====== TEXT SHOWN ======

Future of Work: Lessons from the COVID-19 Crisis and Defining the New Normal
As companies continue to strive toward creating a new normal for their workforce, ChapmanCG continues its journey with the HR community to bring HR leaders together to exchange ideas in the hopes of navigating through the new landscape.
In July we hosted our second webinar on the topic of Defining the New Normal, Lessons from the COVID-19 Crisis & The Way Forward.
We would like to thank Cindy Kayo from Bloomberg, Taka Miyawaki from Nikko Asset Management and Makoto Ariga from Nihon M&A Center for sharing their perspectives and insights, and to all the attendees for participating in our in-webinar surveys. In this article, we would like to share some of the topics that were discussed during the webinar, as well as the unique approaches taken by our presenters.

====== SOURCE DATA ======

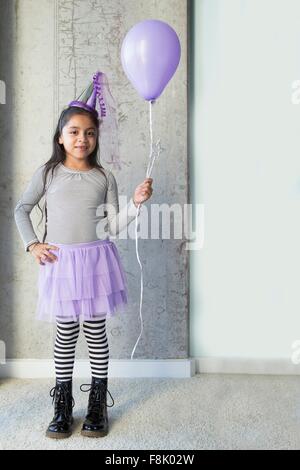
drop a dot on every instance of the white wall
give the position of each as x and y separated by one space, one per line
245 282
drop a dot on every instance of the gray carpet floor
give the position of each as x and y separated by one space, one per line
208 411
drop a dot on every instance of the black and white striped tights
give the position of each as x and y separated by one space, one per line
65 344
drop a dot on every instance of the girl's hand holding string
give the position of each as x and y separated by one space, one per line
143 192
41 253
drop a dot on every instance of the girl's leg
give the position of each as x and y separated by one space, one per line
64 349
64 355
96 420
95 334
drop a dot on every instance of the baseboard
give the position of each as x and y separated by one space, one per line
43 368
177 368
267 366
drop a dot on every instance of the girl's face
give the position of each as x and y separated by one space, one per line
79 137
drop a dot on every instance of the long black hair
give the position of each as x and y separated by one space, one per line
59 154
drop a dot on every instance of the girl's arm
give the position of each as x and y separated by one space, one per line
118 219
30 197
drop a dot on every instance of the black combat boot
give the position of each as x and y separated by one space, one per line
96 420
60 426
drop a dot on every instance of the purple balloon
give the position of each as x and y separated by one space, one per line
150 55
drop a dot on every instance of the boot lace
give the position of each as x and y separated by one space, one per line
63 395
98 391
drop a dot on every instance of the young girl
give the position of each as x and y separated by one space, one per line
80 272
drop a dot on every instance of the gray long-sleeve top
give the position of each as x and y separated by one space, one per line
76 201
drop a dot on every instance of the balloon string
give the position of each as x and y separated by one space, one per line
152 157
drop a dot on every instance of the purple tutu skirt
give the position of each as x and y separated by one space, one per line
87 282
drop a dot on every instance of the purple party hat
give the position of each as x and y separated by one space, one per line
98 94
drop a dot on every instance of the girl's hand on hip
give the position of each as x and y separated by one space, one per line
143 191
41 253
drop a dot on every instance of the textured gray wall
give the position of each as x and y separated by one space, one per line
48 51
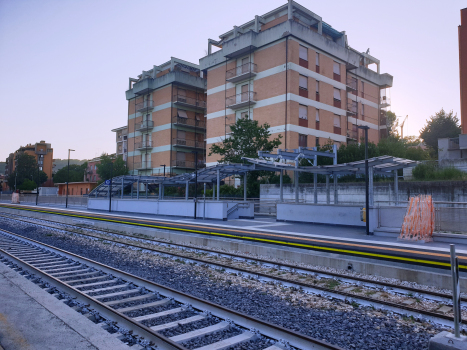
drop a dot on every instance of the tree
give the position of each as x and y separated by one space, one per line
246 139
440 125
76 173
104 168
26 169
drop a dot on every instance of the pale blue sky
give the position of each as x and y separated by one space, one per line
65 65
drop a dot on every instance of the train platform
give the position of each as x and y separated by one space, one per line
31 318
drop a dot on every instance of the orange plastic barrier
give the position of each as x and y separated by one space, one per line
419 222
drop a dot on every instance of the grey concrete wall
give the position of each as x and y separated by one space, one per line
354 193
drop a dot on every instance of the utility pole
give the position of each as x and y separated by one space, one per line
68 177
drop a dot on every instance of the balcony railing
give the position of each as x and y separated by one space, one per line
241 100
146 125
143 144
193 123
187 164
144 106
188 143
189 101
241 72
145 165
352 108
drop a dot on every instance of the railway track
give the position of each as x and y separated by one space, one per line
163 317
191 254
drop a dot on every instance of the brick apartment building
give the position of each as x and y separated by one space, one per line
294 71
41 151
166 119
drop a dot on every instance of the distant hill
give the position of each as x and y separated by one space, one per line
61 163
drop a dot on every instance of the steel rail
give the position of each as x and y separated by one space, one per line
272 331
436 296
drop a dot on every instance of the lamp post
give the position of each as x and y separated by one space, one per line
367 179
68 177
196 177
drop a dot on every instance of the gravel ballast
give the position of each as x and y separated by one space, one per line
345 326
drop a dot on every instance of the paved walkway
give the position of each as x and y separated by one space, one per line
31 318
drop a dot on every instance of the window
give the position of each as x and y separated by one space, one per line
303 112
317 119
303 86
303 53
337 71
337 124
303 56
317 62
317 90
182 114
337 98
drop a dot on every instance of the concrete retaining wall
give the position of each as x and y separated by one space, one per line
214 209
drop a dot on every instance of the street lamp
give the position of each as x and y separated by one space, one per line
196 178
367 179
68 177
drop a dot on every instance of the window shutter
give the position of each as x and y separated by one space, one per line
303 82
303 53
337 121
337 94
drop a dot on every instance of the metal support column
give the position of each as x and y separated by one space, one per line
218 183
336 199
244 187
281 186
396 188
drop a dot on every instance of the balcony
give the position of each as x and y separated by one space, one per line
188 143
143 145
241 100
144 106
145 126
189 102
145 165
188 164
189 123
384 102
352 108
245 71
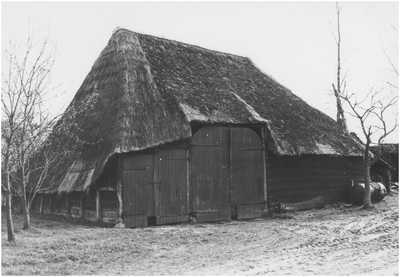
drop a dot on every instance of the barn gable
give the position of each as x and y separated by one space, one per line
145 91
150 113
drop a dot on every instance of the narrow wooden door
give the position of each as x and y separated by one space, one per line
170 186
138 194
247 173
209 188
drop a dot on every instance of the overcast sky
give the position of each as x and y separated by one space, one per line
291 41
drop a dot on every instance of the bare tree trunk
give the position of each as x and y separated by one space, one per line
27 218
119 191
68 205
388 181
367 192
10 225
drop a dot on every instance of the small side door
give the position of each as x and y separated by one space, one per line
138 194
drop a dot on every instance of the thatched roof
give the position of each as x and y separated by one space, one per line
145 91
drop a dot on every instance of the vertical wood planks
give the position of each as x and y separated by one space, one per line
209 188
171 185
247 173
138 194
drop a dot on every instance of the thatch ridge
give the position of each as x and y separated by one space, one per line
144 91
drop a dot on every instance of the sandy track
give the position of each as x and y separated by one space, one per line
330 241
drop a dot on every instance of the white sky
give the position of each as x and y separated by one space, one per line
290 41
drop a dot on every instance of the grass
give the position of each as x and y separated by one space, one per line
57 246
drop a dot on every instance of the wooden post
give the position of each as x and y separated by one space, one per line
120 173
388 180
82 206
68 205
41 203
263 136
187 180
51 204
98 207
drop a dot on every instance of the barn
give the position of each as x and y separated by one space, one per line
161 131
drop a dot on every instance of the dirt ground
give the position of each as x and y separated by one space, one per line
332 241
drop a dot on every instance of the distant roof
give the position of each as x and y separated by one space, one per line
145 91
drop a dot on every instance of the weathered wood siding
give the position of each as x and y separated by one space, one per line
209 187
155 187
138 194
247 173
300 178
170 186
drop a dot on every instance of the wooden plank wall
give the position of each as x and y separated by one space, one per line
300 178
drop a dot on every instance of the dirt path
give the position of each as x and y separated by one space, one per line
331 241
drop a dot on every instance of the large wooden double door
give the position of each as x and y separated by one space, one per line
227 174
220 177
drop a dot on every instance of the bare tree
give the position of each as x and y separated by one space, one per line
27 123
372 112
340 87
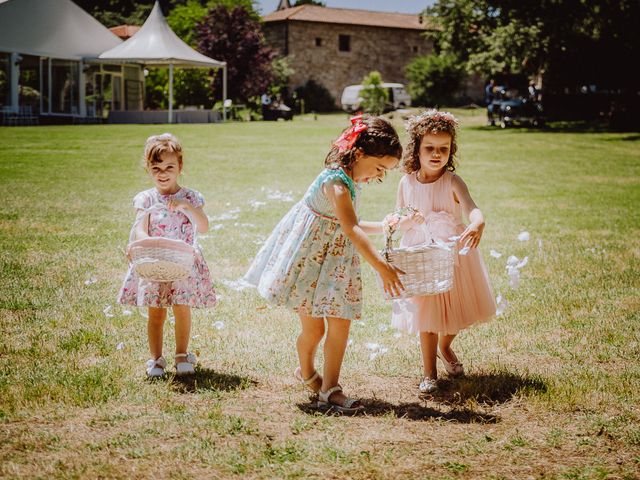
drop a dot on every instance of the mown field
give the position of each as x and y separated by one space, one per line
552 385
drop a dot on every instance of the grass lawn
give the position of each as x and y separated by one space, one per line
552 387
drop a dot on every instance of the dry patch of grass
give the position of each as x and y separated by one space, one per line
552 385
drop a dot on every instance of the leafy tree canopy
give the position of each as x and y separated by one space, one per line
552 36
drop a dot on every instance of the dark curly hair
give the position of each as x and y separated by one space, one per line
378 140
431 121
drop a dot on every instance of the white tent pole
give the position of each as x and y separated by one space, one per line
14 81
171 93
224 92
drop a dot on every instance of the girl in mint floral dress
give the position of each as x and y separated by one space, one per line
170 211
310 262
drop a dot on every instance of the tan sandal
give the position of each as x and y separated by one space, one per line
309 381
347 408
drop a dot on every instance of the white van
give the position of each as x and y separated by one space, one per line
398 97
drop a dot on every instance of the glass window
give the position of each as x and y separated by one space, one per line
29 81
344 43
5 79
65 96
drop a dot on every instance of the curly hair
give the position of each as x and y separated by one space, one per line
417 126
156 145
378 140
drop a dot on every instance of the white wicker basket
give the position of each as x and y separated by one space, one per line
428 267
159 259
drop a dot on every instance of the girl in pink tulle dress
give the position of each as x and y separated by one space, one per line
442 198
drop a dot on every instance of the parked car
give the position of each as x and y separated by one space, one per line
398 97
277 110
511 109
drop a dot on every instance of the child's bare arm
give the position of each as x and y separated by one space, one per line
473 233
141 229
340 197
197 213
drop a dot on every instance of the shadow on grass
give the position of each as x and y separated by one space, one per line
207 379
374 407
459 394
486 388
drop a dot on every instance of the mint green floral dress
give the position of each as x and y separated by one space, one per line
308 263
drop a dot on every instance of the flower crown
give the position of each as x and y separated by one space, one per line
350 135
436 119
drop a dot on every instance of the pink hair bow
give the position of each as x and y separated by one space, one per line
350 135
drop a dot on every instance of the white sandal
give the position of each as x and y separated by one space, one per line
155 368
309 381
455 369
186 367
428 385
346 408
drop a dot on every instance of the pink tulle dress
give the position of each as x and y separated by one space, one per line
471 300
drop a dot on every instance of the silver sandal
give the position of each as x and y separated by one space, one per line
155 367
307 383
185 367
346 408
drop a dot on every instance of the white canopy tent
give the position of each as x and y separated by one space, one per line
156 44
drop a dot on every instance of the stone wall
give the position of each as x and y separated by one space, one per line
387 50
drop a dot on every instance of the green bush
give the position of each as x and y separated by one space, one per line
316 97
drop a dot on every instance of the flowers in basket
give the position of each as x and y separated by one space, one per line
391 223
428 267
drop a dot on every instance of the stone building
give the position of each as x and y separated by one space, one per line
337 47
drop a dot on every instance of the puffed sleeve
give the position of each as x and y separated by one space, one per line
196 198
141 201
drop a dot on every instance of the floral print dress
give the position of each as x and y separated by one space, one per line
308 263
196 290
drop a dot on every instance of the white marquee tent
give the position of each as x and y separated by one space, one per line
42 47
156 44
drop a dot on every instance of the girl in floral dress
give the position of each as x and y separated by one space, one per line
171 211
310 262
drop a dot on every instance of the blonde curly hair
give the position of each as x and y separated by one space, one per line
156 145
417 126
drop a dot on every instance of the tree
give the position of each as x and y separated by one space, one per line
527 38
435 79
374 96
233 36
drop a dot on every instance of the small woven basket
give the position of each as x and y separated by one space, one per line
428 267
159 259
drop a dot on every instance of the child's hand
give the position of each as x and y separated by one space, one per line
410 221
127 252
178 205
390 280
472 235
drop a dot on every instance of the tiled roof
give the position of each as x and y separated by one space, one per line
313 13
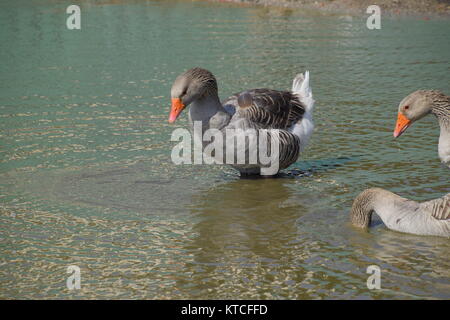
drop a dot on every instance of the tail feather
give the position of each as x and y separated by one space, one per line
304 128
300 86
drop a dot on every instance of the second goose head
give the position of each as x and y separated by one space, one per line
414 107
192 85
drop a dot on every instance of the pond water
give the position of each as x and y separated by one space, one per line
86 176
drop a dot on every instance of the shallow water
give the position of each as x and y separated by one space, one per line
86 176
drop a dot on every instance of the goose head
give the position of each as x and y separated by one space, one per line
192 85
412 108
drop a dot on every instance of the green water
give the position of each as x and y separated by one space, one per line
86 176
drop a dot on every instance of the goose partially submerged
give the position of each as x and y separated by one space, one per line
420 103
427 218
289 113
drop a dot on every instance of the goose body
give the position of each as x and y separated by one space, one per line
430 218
288 113
421 103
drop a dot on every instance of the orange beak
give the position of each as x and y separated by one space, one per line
402 124
177 107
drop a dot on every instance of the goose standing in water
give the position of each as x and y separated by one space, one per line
427 218
420 103
288 112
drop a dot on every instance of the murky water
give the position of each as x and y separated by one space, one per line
86 175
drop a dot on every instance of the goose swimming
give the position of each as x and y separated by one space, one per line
427 218
289 113
416 106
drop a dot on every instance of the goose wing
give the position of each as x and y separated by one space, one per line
267 108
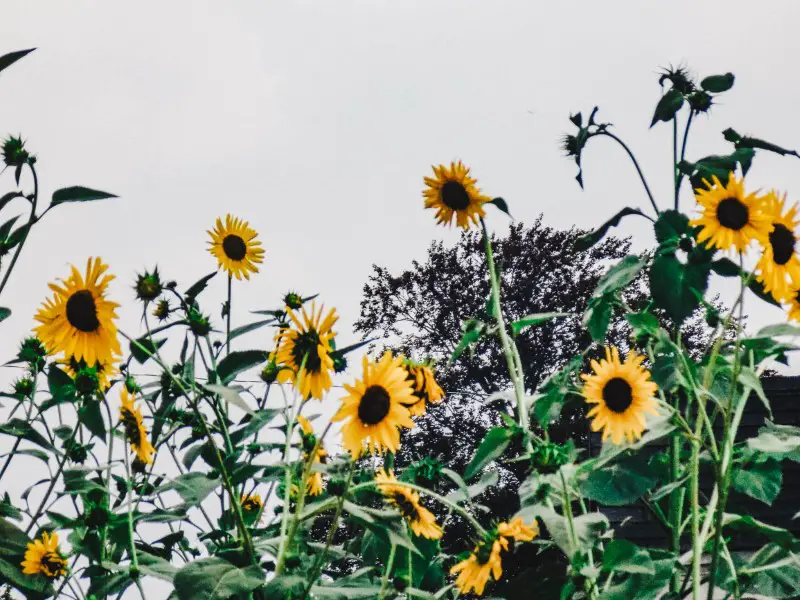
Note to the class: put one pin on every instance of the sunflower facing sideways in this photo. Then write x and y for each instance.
(421, 520)
(622, 393)
(135, 432)
(374, 409)
(730, 216)
(307, 345)
(779, 266)
(235, 245)
(43, 556)
(452, 192)
(79, 320)
(426, 390)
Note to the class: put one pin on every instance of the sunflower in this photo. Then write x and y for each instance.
(426, 390)
(251, 503)
(314, 484)
(236, 248)
(622, 393)
(422, 521)
(779, 261)
(730, 216)
(79, 321)
(518, 530)
(131, 418)
(89, 379)
(43, 556)
(453, 191)
(473, 572)
(374, 408)
(311, 340)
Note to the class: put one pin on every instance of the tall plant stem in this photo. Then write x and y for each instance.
(635, 164)
(514, 369)
(31, 221)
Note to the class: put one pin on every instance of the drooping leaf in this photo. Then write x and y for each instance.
(493, 446)
(78, 194)
(590, 239)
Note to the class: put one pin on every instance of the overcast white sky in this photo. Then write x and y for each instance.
(317, 121)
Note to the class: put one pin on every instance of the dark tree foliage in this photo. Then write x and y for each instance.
(420, 311)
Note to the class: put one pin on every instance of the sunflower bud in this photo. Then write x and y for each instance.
(14, 153)
(32, 351)
(198, 323)
(23, 387)
(270, 372)
(293, 300)
(148, 286)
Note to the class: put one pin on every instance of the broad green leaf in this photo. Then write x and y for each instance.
(493, 446)
(716, 84)
(236, 362)
(9, 59)
(590, 239)
(761, 481)
(192, 487)
(214, 578)
(625, 556)
(669, 104)
(230, 395)
(536, 319)
(78, 194)
(620, 483)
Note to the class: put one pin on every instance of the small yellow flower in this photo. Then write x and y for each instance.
(79, 320)
(374, 408)
(731, 217)
(421, 520)
(131, 418)
(43, 556)
(453, 192)
(622, 393)
(235, 245)
(474, 571)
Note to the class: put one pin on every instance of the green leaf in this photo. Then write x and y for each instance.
(197, 287)
(669, 104)
(500, 204)
(677, 287)
(144, 348)
(493, 446)
(472, 332)
(625, 556)
(9, 59)
(236, 362)
(619, 483)
(590, 239)
(213, 578)
(761, 481)
(716, 84)
(534, 319)
(78, 194)
(193, 488)
(671, 225)
(91, 417)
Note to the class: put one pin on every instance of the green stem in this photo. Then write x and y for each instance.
(513, 369)
(31, 220)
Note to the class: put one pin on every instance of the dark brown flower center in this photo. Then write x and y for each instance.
(374, 405)
(82, 311)
(455, 196)
(306, 346)
(618, 395)
(131, 424)
(782, 241)
(234, 247)
(732, 213)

======

◆ **TASK OBJECTIVE**: In the article on the future of work, in which month did ChapmanCG host its second webinar on defining the new normal? The records are not needed for this.

◆ **YOUR SOLUTION**: July.